◆ Exercise: Reproduce the following entries exactly, leaving nothing out.

◆ Material shown:
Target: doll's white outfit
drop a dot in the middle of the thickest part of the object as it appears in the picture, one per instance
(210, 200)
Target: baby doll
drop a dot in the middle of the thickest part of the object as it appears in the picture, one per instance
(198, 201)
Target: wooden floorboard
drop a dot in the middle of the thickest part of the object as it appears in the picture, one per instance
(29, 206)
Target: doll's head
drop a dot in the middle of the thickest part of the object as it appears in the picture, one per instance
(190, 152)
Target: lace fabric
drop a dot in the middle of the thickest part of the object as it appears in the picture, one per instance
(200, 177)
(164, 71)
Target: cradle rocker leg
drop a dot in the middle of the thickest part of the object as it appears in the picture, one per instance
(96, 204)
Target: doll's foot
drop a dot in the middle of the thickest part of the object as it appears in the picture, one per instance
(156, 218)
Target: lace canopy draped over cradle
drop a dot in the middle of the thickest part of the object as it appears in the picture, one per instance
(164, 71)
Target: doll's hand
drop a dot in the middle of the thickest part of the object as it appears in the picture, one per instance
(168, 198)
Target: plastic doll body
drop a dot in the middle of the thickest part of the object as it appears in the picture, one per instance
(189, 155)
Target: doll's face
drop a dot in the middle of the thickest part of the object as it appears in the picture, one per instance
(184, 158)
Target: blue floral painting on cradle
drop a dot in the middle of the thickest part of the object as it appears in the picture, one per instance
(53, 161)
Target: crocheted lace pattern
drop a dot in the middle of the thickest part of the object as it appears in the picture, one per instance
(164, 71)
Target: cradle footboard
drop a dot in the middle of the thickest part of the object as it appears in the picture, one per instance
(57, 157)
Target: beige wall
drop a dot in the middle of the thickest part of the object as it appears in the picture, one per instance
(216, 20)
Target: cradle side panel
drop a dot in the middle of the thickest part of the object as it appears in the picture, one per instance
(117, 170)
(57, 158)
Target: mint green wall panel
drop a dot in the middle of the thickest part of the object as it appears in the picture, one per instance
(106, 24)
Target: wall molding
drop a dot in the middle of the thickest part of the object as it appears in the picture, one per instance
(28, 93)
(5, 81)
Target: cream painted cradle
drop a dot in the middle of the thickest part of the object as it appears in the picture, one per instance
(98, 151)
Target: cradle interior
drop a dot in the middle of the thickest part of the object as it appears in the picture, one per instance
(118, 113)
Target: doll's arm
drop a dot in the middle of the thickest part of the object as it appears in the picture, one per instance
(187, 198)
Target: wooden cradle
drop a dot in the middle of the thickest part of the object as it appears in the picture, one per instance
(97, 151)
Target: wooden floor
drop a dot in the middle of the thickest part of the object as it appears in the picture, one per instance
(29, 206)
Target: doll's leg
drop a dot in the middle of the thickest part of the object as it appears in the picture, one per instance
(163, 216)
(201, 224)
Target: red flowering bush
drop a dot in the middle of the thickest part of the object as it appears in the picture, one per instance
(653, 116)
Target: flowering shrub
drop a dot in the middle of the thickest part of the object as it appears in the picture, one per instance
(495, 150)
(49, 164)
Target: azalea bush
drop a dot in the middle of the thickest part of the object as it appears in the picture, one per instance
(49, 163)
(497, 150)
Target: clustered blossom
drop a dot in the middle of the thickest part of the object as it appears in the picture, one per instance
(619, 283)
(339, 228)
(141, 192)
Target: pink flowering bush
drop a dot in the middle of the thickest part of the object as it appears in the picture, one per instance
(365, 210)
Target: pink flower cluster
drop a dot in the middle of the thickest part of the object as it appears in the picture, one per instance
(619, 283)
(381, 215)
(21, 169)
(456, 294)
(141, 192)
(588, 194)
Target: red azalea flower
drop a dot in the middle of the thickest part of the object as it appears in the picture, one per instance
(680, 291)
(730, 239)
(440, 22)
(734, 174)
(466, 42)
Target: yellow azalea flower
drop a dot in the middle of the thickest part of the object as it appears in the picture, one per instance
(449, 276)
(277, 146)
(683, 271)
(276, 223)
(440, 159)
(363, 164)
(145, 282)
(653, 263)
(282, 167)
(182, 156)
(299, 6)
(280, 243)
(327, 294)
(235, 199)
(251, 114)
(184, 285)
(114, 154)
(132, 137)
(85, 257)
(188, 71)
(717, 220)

◆ Task result:
Target: doll's white outfit
drop a dot in the middle of the thickest part of the object as it appears in the picture, one per instance
(210, 200)
Target: baby doll
drop a dot in the middle of the thickest part of the object as it appears in the picture, one per instance
(198, 201)
Target: wooden floorboard
drop a dot in the middle of the thickest part of the object as it appears in the picture, one per instance
(29, 206)
Target: doll's head
drop a dot in the middle of the thickest part of the object as it appears in the picture, one per instance
(190, 152)
Target: lace fabric
drop a dot in the middle of the thickest part of the object as it appears in the picture, one per instance
(200, 177)
(164, 71)
Target: cradle rocker leg
drop a dot in the middle of the thickest part of the object as it appears in the picture, one per instance
(96, 204)
Target: doll's foot
drop a dot in the middle of the thickest part of the object as it appears in the picture, one per instance
(156, 218)
Target: lace canopy draped over cradle
drop a dot in the middle of the thickest part of the object as it appears in the picture, one per instance
(164, 71)
Target: doll's hand
drop a dot in the middle of the thickest part of the object as it appears in the picture, one per instance
(168, 198)
Target: plastic doll body
drop a dot in the middle of the thickest part of the object as it appears in the picture, one per instance
(189, 155)
Target: doll's face
drop a dot in the middle of the thickest part of the object as it appears in the picture, one per instance
(184, 158)
Target: blue floral painting on cradle
drop a dot in the middle of the thickest part of the object as it appears in the picture, one per instance
(53, 161)
Target: crocheted lace pattern
drop a dot in the middle of the thickest part of the object as it appears in the picture, one per instance
(164, 71)
Target: cradle footboard
drop a dot in the middle of the thickest part of the object as it appears in the picture, one per instance
(57, 157)
Target: beige wall
drop a dot in the middle of the thickest part of the object as it appears in the picture, one per instance
(216, 20)
Target: cradle side panel
drop a dot in the middle of the thickest part of the object as it appears in the picture, one per instance
(117, 170)
(57, 158)
Target: mint green wall panel
drop a dot in the middle of the thickest part of the object as it appears in the picture, one per instance
(106, 24)
Target: wall molding
drop a dot in the middle of the thickest part of the object as it appears in the picture, one per instance
(28, 93)
(5, 81)
Target: cream painted cradle
drop a dot in the middle of the thickest part of the object as it appears in the picture, one per instance
(98, 151)
Target: cradle interior
drop a dot in the middle of the thickest part of the object as it appears in the picture, one per instance
(118, 113)
Target: doll's arm
drop a dot in the middle of the thickest part of the object as it appears in the picture, one per instance
(187, 198)
Target: wooden cradle
drop a dot in the middle of the thickest part of the object as it appears in the picture, one per instance
(97, 151)
Target: wooden floor
drop a dot in the middle of the thickest part of the object as it appears in the picture, one per instance
(29, 206)
Target: doll's leg
drop a dot in the middle of the thickest part of the object as it appears in the picture, one per instance
(163, 216)
(201, 224)
Target: red flowering bush
drop a dot in the middle of the thickest part of the object as it appears in the picture, one per instance
(653, 116)
Target: flowering shrub
drop a dot in the middle of the thickest part of the object as it appears in the picture, one per instance
(495, 150)
(49, 164)
Target: azalea bush
drop a dot in the middle of the thickest part of the object as it appears in the picture, one per instance
(49, 163)
(497, 150)
Target: clustered blossom
drop a dot in the middle of the thickest part of the object as it appears in the picture, one per instance
(619, 283)
(339, 228)
(141, 192)
Target: pink flowering bush
drop a dot in the middle of the thickest part of the object as it appears in the picture, one per instance
(365, 210)
Target: pink flower cluster
drop a dot in the middle of the thickest part of the object as it appears in the picture, one per instance
(619, 283)
(381, 215)
(21, 169)
(456, 294)
(141, 192)
(588, 194)
Target: red azalea flower
drop a dot in the middle of the thickest part of the object as it appears in the picture, one per instance
(680, 291)
(730, 239)
(440, 22)
(734, 174)
(466, 42)
Target: yellow azalea flower
drop a dot in the middle of the thickest part of the object as it appears in the picture, one per instance
(449, 276)
(277, 146)
(683, 271)
(276, 223)
(440, 159)
(363, 164)
(145, 282)
(653, 263)
(282, 167)
(182, 156)
(299, 6)
(280, 243)
(327, 294)
(235, 199)
(251, 114)
(184, 285)
(114, 154)
(132, 137)
(85, 257)
(188, 71)
(717, 220)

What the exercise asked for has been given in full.